What you have to do ▸
Take each line of the data that contains the string "roof" and copy it.

Natural-language object grounding data ▸
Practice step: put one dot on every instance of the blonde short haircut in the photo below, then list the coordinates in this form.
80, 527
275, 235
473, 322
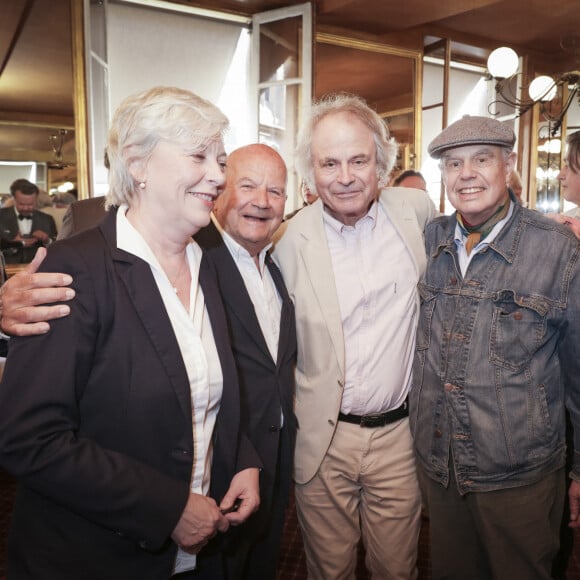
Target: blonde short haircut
354, 105
144, 119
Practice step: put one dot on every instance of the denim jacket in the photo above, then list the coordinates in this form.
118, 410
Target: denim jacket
495, 351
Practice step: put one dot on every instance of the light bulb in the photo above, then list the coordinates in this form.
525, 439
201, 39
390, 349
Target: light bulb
502, 62
542, 88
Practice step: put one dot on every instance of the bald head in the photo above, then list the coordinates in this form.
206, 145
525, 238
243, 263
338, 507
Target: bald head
251, 207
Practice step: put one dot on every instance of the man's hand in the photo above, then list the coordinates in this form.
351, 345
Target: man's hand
21, 295
245, 491
574, 497
200, 522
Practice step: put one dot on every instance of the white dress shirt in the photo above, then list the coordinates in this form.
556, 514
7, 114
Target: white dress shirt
261, 289
24, 226
198, 350
376, 282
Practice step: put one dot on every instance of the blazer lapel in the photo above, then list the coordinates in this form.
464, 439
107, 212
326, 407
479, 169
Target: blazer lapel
318, 262
287, 322
231, 283
404, 219
141, 287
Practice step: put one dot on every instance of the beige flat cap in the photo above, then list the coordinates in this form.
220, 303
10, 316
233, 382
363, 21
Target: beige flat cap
472, 131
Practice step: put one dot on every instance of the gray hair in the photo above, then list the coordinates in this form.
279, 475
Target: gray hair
573, 154
144, 119
344, 103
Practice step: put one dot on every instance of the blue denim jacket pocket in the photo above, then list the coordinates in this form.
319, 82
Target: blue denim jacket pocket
428, 302
517, 329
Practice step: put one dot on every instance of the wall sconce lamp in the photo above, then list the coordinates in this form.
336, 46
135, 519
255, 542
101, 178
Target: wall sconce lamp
502, 66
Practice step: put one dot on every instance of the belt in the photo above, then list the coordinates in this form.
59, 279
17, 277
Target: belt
379, 419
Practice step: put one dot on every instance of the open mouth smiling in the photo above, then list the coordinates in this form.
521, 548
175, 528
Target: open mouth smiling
209, 197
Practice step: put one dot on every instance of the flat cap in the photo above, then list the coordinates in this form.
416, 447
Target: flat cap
472, 131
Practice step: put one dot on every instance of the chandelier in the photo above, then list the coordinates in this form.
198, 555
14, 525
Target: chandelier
503, 64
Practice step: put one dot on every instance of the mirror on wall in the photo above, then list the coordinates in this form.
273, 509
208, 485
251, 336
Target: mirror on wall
387, 77
36, 91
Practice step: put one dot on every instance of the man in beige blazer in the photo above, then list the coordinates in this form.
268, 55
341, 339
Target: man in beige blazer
351, 262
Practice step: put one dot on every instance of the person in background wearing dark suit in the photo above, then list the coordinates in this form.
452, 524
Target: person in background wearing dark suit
22, 227
122, 424
410, 178
263, 333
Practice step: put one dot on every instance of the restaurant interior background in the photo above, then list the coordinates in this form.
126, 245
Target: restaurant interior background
66, 64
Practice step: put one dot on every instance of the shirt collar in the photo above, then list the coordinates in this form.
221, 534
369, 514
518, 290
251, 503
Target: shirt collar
460, 235
339, 227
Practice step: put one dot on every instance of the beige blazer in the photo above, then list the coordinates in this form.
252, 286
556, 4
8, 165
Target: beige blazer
303, 256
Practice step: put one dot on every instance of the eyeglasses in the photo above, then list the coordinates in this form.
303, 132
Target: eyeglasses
477, 162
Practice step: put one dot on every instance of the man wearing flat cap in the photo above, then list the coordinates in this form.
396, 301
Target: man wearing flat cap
498, 338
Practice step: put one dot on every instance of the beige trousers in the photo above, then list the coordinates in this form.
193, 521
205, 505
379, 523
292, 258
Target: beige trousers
366, 484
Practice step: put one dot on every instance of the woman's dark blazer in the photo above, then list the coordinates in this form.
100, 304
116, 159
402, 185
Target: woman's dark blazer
95, 422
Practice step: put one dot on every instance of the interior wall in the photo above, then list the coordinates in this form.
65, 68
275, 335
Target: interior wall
149, 47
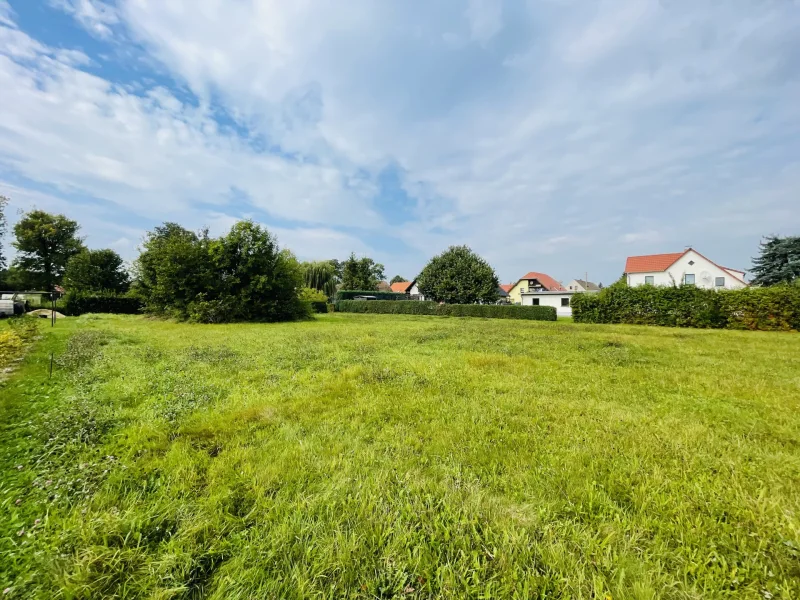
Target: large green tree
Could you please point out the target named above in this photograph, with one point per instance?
(173, 268)
(320, 276)
(3, 227)
(778, 261)
(361, 273)
(458, 276)
(96, 271)
(253, 278)
(45, 243)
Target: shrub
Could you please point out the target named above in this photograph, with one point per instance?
(350, 294)
(767, 309)
(490, 311)
(75, 304)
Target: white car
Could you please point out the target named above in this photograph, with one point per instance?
(10, 305)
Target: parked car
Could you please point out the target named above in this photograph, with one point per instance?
(10, 305)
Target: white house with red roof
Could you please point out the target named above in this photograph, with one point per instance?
(677, 268)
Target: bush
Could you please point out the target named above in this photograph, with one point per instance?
(767, 309)
(75, 304)
(319, 307)
(350, 294)
(489, 311)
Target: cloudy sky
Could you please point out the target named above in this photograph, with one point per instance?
(549, 135)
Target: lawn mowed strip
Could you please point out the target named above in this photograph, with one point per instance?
(372, 456)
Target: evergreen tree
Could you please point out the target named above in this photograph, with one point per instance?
(778, 261)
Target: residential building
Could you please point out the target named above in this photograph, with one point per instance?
(687, 267)
(579, 285)
(408, 287)
(533, 282)
(560, 300)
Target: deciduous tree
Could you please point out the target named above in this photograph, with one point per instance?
(458, 276)
(44, 244)
(96, 271)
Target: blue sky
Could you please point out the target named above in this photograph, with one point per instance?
(552, 135)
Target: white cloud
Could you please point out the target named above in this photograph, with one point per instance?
(96, 16)
(568, 128)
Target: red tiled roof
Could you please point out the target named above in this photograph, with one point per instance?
(651, 262)
(401, 286)
(550, 284)
(661, 262)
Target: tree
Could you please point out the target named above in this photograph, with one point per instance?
(255, 279)
(3, 227)
(361, 273)
(45, 243)
(96, 271)
(320, 276)
(174, 266)
(778, 261)
(458, 276)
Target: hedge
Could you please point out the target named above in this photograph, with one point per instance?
(319, 307)
(78, 304)
(350, 294)
(774, 308)
(490, 311)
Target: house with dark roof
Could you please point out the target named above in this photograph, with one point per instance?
(678, 268)
(580, 285)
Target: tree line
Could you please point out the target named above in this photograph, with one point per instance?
(245, 275)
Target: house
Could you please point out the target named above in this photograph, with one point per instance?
(533, 281)
(687, 267)
(560, 300)
(579, 285)
(408, 287)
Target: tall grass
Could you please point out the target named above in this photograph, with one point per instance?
(385, 457)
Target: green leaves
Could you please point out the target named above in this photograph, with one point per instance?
(487, 311)
(778, 261)
(775, 308)
(98, 271)
(361, 273)
(45, 243)
(458, 276)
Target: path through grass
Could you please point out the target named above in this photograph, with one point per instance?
(385, 457)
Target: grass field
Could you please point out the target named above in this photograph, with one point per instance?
(361, 456)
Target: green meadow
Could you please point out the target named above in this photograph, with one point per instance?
(377, 456)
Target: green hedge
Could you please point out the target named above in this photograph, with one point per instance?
(350, 294)
(768, 309)
(78, 304)
(319, 307)
(491, 311)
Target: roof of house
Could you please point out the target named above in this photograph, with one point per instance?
(651, 263)
(547, 282)
(588, 284)
(401, 286)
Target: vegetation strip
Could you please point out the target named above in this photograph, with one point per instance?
(354, 456)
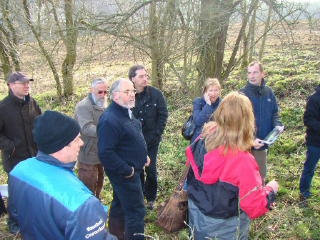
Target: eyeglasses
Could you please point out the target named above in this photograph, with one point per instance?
(127, 92)
(143, 76)
(22, 83)
(100, 92)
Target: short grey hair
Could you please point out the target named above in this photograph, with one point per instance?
(97, 81)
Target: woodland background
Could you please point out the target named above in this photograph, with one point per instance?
(63, 45)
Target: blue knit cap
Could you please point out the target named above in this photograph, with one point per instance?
(52, 131)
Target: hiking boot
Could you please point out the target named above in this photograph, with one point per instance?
(150, 205)
(303, 201)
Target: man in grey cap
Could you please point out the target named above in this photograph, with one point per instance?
(87, 113)
(18, 111)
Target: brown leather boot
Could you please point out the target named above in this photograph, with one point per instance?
(116, 227)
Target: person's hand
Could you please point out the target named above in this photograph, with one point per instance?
(257, 143)
(274, 185)
(280, 128)
(132, 173)
(148, 162)
(207, 98)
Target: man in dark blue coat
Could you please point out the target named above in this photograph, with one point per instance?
(18, 111)
(151, 110)
(311, 120)
(266, 112)
(123, 154)
(46, 198)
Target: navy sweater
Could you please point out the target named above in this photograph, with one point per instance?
(311, 119)
(265, 107)
(121, 144)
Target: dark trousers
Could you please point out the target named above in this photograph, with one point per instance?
(149, 178)
(127, 210)
(310, 165)
(92, 176)
(3, 209)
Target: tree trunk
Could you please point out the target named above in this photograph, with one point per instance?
(42, 48)
(265, 32)
(214, 24)
(5, 60)
(71, 44)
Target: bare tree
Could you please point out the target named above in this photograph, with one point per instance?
(8, 41)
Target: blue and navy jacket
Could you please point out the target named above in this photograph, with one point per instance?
(202, 113)
(49, 202)
(121, 144)
(311, 119)
(265, 107)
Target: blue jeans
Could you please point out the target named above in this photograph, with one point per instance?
(127, 210)
(313, 155)
(150, 181)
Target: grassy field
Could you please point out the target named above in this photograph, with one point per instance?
(293, 72)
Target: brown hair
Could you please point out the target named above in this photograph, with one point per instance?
(210, 82)
(234, 125)
(259, 64)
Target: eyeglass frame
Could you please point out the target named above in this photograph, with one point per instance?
(134, 91)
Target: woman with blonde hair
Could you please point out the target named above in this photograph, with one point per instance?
(224, 184)
(204, 106)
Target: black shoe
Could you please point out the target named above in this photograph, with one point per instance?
(150, 205)
(303, 201)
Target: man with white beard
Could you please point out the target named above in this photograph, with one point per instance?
(87, 113)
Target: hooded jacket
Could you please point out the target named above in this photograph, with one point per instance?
(201, 114)
(151, 110)
(87, 113)
(311, 119)
(16, 123)
(53, 204)
(219, 184)
(265, 107)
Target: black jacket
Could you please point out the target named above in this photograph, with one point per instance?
(120, 141)
(151, 111)
(311, 119)
(16, 123)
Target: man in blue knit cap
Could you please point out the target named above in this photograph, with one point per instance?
(49, 201)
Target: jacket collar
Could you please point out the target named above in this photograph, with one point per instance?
(15, 99)
(259, 90)
(122, 110)
(43, 157)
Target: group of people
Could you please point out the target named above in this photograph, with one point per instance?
(227, 158)
(47, 200)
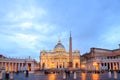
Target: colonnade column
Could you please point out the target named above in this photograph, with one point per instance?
(119, 66)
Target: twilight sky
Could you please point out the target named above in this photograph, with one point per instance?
(28, 26)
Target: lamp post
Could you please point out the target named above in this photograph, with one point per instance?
(95, 65)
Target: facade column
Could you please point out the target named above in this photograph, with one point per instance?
(2, 64)
(32, 67)
(119, 65)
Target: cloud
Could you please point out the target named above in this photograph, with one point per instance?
(111, 36)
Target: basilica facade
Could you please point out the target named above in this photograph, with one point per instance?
(59, 57)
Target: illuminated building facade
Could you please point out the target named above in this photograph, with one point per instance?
(15, 64)
(101, 59)
(59, 58)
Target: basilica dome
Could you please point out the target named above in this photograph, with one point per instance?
(59, 47)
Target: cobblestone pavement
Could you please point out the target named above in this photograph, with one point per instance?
(80, 76)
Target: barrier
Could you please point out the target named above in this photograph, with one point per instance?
(109, 74)
(75, 76)
(64, 75)
(115, 75)
(11, 76)
(1, 76)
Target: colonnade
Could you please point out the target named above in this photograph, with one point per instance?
(110, 66)
(15, 66)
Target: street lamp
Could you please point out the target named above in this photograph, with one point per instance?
(95, 65)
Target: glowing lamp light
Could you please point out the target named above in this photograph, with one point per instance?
(95, 64)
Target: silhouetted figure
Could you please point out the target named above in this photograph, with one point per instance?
(27, 73)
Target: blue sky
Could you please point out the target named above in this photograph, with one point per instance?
(28, 26)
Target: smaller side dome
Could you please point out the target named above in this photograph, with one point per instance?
(59, 47)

Reply to the exercise ▸
Target: white house with red roof
Target: red tiled roof
Target: house with dark roof
Target: roof of house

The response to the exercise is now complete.